Task description — Quote exactly and only this range of lines in the data below: the line that holds "Target: banner sign on building" to the line that holds "Where can the distant", both included.

Exercise material START

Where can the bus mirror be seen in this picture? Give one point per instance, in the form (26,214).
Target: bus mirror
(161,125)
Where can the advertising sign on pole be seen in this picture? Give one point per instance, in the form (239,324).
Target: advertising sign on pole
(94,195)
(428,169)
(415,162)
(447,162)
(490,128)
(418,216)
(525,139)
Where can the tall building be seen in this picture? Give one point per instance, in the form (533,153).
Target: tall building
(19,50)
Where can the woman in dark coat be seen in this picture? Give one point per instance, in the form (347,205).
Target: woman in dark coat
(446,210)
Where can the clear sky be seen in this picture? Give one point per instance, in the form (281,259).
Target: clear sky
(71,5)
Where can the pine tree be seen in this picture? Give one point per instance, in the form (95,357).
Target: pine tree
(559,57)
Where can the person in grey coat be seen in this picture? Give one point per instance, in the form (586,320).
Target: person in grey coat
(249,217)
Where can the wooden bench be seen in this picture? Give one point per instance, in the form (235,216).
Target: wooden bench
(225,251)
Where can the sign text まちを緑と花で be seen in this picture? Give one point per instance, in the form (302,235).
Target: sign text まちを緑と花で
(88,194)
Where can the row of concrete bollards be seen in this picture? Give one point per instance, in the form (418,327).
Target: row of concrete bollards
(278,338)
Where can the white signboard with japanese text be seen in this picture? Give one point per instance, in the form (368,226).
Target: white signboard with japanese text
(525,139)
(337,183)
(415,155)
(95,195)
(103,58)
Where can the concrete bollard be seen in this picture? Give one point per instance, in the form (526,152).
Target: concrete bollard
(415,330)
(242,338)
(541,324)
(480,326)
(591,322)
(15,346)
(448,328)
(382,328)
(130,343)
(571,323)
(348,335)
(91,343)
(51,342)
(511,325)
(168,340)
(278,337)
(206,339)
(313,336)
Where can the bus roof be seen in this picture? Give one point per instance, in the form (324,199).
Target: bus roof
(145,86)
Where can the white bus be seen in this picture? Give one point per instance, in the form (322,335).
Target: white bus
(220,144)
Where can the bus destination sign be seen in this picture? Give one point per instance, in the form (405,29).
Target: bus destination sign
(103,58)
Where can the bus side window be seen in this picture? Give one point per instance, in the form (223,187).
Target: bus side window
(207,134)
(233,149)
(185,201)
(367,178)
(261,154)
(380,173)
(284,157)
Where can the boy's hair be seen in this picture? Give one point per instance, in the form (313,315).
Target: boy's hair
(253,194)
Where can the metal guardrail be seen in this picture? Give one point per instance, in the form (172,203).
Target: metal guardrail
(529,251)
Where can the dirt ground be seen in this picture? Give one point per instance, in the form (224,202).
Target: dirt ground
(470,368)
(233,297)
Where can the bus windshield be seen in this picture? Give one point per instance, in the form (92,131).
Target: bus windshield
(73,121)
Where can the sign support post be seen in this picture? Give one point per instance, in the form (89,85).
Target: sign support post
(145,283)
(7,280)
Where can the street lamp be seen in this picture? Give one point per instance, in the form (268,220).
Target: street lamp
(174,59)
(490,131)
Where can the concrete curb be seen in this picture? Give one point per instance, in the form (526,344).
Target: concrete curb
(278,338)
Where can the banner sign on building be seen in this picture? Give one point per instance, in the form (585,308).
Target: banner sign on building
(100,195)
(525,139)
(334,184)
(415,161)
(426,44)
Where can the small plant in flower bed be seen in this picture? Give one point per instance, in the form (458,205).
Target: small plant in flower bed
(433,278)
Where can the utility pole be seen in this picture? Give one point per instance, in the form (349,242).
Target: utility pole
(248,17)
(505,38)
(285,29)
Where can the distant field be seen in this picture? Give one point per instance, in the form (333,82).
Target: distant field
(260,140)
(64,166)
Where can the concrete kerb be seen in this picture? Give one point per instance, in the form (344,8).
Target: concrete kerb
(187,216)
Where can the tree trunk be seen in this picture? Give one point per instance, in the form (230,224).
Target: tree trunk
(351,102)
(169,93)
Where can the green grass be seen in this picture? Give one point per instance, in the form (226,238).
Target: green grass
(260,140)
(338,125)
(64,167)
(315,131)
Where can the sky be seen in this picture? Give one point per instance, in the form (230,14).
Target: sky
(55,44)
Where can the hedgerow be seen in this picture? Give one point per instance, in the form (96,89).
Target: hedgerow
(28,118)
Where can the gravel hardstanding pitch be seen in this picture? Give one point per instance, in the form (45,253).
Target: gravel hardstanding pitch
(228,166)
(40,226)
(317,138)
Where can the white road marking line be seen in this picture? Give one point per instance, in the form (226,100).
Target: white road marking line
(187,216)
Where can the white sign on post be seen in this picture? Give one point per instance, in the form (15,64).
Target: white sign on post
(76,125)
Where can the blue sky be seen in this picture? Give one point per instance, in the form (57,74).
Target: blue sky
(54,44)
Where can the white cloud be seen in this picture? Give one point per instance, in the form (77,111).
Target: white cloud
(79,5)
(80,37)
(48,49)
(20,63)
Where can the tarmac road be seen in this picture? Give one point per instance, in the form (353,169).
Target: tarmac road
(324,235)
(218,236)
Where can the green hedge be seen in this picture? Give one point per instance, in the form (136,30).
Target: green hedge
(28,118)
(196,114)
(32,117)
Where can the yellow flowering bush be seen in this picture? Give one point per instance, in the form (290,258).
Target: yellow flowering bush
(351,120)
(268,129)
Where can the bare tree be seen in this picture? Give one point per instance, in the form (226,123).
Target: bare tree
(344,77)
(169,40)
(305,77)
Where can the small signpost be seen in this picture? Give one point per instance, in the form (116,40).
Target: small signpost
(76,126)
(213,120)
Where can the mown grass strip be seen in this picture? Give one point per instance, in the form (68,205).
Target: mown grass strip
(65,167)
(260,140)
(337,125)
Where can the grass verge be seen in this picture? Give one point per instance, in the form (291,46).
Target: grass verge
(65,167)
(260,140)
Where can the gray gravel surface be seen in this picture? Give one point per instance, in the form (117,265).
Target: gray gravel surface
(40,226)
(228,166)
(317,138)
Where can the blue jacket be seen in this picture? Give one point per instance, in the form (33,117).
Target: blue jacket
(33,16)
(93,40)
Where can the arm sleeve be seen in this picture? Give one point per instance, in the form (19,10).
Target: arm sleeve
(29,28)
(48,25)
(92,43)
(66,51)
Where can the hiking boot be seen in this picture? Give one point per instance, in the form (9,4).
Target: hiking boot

Exercise material END

Written solution —
Target: banner sign on building
(100,195)
(525,139)
(334,184)
(415,161)
(426,44)
Where can the small plant in flower bed be seen in this picture? Give one point per instance, in the form (458,205).
Target: small plant in flower bed
(433,278)
Where can the utility pole be seen in this picture? Give one point per instance, in the form (349,242).
Target: utility pole
(248,17)
(505,38)
(285,29)
Where can the distant field be seen in this picture? Give one point per instance, in the form (333,82).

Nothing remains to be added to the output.